*** Text segment ***

By SUSAN ASCHOFF, staff writer
©St. Petersburg Times, published February 2, 1996
We just know you're wondering.
So to every visitor to "Splendors of Ancient Egypt" who is peeking around corners looking for that uniquely Egyptian vision, for every fan of bad Boris Karloff movies, listen up. There is no mummy.
Here's why:
"The Egyptian government does not allow any mummies out of Egypt. They are too fragile to travel," explains Bob Brier, an Egyptologist and professor at Long Island University in New York. Brier is a renowned "mummy expert" who has been to medical school to enhance his studies on Egyptian preservation of the dead. He recently appeared in a National Geographic television special on mummification.
The only mummy ever allowed out of Egypt by the government, he says, is Ramesses the Great, sent to Paris in the 1960s for repairs.
Mummies in museums elsewhere are from public and private collections outside Egypt.
On the other hand, the Egyptian government believes it is perfectly okay to display mummies, Brier says. The Egyptian Museum in Cairo has a brand new, climate-controlled mummy room, where almost a dozen rest as guards shush visitors into silence.
"It's part of their heritage, it's part of their legacy," Brier says. "The Egyptians believe it serves a historical purpose."

*** End of Text segment ***

§ Using the information:
A - Condense the paragraph of the mummy article that begins "The Egyptian government does not allow" into a short bulleted list of its main facts.
B - In the mummy article, what is the only mummy the Egyptian government has ever allowed out of Egypt?
C - Carry the mummy article forward from its final paragraph.

*** Dataset entries ***

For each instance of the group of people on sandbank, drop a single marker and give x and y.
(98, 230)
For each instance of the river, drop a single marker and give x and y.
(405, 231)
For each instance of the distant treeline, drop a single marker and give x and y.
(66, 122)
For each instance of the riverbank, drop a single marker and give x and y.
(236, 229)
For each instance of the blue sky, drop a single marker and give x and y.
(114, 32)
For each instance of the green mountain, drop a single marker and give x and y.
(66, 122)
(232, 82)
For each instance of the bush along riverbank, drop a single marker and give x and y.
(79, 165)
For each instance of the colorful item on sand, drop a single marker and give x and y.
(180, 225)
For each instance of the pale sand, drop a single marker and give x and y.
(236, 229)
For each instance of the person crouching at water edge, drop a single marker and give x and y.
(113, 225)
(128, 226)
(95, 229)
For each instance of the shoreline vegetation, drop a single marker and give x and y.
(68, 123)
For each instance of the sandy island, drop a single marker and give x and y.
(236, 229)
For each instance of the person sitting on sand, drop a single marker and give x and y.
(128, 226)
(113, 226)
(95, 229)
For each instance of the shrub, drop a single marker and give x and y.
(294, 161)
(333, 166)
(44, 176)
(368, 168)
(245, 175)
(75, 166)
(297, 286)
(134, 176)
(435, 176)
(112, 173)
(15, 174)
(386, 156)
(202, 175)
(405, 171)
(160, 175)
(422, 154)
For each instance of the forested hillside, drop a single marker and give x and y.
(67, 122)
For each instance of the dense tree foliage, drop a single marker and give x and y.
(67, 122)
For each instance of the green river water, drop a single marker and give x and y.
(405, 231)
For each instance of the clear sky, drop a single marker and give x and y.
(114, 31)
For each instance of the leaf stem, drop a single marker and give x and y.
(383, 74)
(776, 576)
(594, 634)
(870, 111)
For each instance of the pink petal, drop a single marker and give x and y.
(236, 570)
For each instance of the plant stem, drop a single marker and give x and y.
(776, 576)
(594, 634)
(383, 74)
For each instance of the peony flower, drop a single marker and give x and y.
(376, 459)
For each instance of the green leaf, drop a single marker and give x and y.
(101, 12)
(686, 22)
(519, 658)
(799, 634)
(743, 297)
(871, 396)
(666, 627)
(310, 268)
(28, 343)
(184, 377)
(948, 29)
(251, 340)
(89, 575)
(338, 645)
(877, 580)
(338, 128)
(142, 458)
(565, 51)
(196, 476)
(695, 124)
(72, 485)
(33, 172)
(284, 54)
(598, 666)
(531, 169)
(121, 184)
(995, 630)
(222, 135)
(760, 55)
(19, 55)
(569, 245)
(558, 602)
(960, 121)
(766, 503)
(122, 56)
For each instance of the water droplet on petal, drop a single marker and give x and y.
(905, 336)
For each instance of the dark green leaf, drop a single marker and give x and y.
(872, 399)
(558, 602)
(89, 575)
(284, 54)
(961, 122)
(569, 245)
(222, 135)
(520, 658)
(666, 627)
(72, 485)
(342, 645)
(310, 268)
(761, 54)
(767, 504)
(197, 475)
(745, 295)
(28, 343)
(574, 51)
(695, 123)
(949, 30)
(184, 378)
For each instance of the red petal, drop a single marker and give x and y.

*** End of Dataset entries ***

§ Solved problems:
A -
- The Egyptian government lets no mummies leave Egypt because they are too fragile to travel.
- Bob Brier, an Egyptologist and professor at Long Island University in New York, explains this.
- Brier is a renowned "mummy expert" who went to medical school to further his study of Egyptian preservation of the dead.
- He recently appeared in a National Geographic television special on mummification.

B - Ramesses the Great, sent to Paris in the 1960s for repairs.

C -
"Splendors of Ancient Egypt," on the other hand, is an exhibit focusing on art. Robert Steven Bianchi, an Egyptologist from New York and the exhibition's curator, says he finds public parading of mummies offensive.
"I really have a profound and deep-rooted respect for the dead," Bianchi says. "I would not want a relative of mine to be put on display for people to look and gawk at."
For those still suffering mummy infatuation, St. Petersburg can offer a quick fix. The St. Petersburg Museum of History, near the Pier on the downtown waterfront, has had an Egyptian mummy since 1922. She rests in a Victorian-era wooden coffin, anonymous and ogled by dozens of schoolchildren on countless field trips.
And at the exhibit at the neighboring Museum of Fine Arts there is a mummy as well, hidden inside a painted sarcophagus loaned by the Bass Museum of Art in Miami Beach. Visitors will not see it: The mummy is too fragile to display, museum officials say.